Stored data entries
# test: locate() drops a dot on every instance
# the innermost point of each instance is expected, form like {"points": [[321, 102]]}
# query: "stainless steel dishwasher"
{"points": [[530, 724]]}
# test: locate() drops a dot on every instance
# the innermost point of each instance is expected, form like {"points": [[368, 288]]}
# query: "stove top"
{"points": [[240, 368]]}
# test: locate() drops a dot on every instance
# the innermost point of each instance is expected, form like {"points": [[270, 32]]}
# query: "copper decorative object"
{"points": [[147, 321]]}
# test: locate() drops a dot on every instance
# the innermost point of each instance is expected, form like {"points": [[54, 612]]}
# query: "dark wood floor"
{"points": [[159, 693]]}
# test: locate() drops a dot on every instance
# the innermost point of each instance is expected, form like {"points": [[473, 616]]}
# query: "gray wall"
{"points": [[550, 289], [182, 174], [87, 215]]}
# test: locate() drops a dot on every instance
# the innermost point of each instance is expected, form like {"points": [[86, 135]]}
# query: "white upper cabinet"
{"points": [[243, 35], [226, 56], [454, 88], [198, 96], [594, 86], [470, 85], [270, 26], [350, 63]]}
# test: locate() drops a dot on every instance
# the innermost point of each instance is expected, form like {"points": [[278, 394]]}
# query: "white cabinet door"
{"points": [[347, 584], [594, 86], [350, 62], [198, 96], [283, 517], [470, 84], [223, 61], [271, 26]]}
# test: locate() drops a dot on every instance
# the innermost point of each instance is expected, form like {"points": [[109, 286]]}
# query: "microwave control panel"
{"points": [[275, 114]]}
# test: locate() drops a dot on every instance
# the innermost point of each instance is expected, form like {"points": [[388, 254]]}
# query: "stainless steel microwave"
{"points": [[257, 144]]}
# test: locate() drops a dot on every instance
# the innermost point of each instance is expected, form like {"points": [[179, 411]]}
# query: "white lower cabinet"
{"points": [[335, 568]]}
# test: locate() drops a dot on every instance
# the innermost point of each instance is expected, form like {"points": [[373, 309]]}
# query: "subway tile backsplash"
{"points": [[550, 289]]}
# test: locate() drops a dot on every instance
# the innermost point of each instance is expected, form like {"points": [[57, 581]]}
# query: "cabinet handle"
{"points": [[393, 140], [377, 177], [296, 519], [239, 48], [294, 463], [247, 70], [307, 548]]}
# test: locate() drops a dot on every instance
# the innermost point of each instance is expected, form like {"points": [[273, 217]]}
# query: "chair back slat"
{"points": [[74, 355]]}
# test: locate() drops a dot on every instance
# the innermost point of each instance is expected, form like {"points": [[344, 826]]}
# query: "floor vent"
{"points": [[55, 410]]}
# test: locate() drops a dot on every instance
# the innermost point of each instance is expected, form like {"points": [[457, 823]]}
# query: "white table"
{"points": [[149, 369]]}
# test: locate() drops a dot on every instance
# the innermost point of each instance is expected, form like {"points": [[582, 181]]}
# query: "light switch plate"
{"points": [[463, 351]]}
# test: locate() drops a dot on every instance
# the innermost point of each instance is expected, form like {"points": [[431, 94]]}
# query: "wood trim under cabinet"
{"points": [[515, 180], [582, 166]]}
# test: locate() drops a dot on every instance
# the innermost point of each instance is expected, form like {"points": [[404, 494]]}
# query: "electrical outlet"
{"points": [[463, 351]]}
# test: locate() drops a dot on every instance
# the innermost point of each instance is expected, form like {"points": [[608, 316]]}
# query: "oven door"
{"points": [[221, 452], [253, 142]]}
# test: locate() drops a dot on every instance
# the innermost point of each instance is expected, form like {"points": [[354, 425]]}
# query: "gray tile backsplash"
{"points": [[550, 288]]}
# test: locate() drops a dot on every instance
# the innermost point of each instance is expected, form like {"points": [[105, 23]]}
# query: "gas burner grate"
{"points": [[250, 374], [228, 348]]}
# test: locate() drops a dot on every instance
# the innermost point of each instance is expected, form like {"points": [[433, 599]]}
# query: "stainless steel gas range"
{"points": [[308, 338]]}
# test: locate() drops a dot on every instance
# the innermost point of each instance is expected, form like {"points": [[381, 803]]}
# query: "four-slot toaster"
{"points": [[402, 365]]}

### WHAT YOU WILL DO
Each record above is to be written out again, without any change.

### TASK RESULT
# test: locate() drops a dot on every instance
# the innermost point of each instance is expected, form like {"points": [[321, 102]]}
# query: "stainless steel dishwasher"
{"points": [[530, 724]]}
# test: locate() drops a dot on every instance
# the innermost point of each instance is expected, form like {"points": [[368, 288]]}
# query: "stove top"
{"points": [[240, 368]]}
# test: locate() drops a dot on every instance
# the innermost point of each instance is expected, form like {"points": [[270, 32]]}
# query: "copper decorative object"
{"points": [[147, 321]]}
# test: locate() drops a dot on every instance
# the innermost point of each instance is expected, form like {"points": [[54, 612]]}
# query: "dark wood floor"
{"points": [[159, 693]]}
# test: locate() drops a dot on every instance
# the innermost point of each instance is expected, form like {"points": [[473, 616]]}
# query: "gray wall"
{"points": [[550, 289], [182, 174], [87, 215]]}
# test: locate() drops a dot on every instance
# the innermost point of each instance is expected, form like {"points": [[86, 135]]}
# query: "white upper cabinet"
{"points": [[243, 35], [226, 56], [454, 88], [198, 96], [594, 86], [470, 85], [270, 26], [350, 63]]}
# test: locate() drops a dot on every instance
# the innermost point of each instance is expected, form like {"points": [[278, 394]]}
# query: "white cabinet door"
{"points": [[347, 584], [594, 86], [350, 62], [198, 96], [283, 517], [470, 84], [223, 61], [271, 26]]}
# test: locate() drops a dot on every instance
# the innermost point of each instance is expected, form like {"points": [[109, 286]]}
# query: "microwave control panel"
{"points": [[275, 114]]}
# test: locate() drops a dot on every instance
# the innermost point of each instance is expected, form like {"points": [[388, 254]]}
# query: "stainless steel microwave"
{"points": [[257, 144]]}
# test: locate() drops a dot on every instance
# the innermost point of each instance is expected, form like {"points": [[179, 411]]}
# query: "white lower cabinet"
{"points": [[335, 568]]}
# test: locate() drops a dot on every instance
# the innermost point of each instance is expected, form like {"points": [[373, 309]]}
# query: "subway tile backsplash"
{"points": [[550, 289]]}
# test: locate() drops a dot on every instance
# the innermost point of each instance is expected, form like {"points": [[57, 581]]}
# query: "cabinet handle"
{"points": [[393, 140], [377, 177], [296, 519], [239, 48], [294, 463], [247, 70], [307, 548]]}
# test: locate() drops a dot on every instance
# the innermost point of each instance is expected, form like {"points": [[273, 217]]}
# query: "chair back slat"
{"points": [[74, 355]]}
# test: locate() drops a dot on every instance
# the innermost point of each instance is expected, form like {"points": [[344, 826]]}
# query: "floor vent"
{"points": [[55, 410]]}
# test: locate() drops a dot on every instance
# the innermost point of each instance is expected, form like {"points": [[457, 823]]}
# query: "white table"
{"points": [[149, 369]]}
# test: locate() drops a dot on every instance
# the innermost point of each instance is expected, form like {"points": [[582, 181]]}
# query: "light switch plate"
{"points": [[463, 351]]}
# test: locate() drops a dot on every instance
# the innermost point of each instance is expected, form like {"points": [[431, 94]]}
# query: "wood trim under cabinet"
{"points": [[515, 180], [582, 166]]}
# test: locate() drops a dot on every instance
# the innermost point of each instance is expected, form like {"points": [[404, 494]]}
# query: "electrical outlet"
{"points": [[463, 351]]}
# test: locate() drops a dot on every instance
# the innermost point of each instance is expected, form like {"points": [[608, 316]]}
# query: "oven door"
{"points": [[221, 452], [253, 142]]}
# test: locate() drops a dot on every instance
# the innermost point of each instance is expected, form like {"points": [[354, 425]]}
# query: "gray tile backsplash"
{"points": [[550, 288]]}
# test: locate() drops a dot on every instance
# the innermost point of each instance is expected, form like {"points": [[105, 23]]}
# query: "gas burner grate"
{"points": [[250, 374], [228, 348]]}
# test: locate() drops a dot on every instance
# the innermost point of each instance is expected, form like {"points": [[433, 599]]}
# query: "stainless steel gas range"
{"points": [[308, 338]]}
# test: locate() drops a dot on every instance
# the innermost point of each instance is expected, form like {"points": [[381, 803]]}
# query: "four-slot toaster"
{"points": [[402, 365]]}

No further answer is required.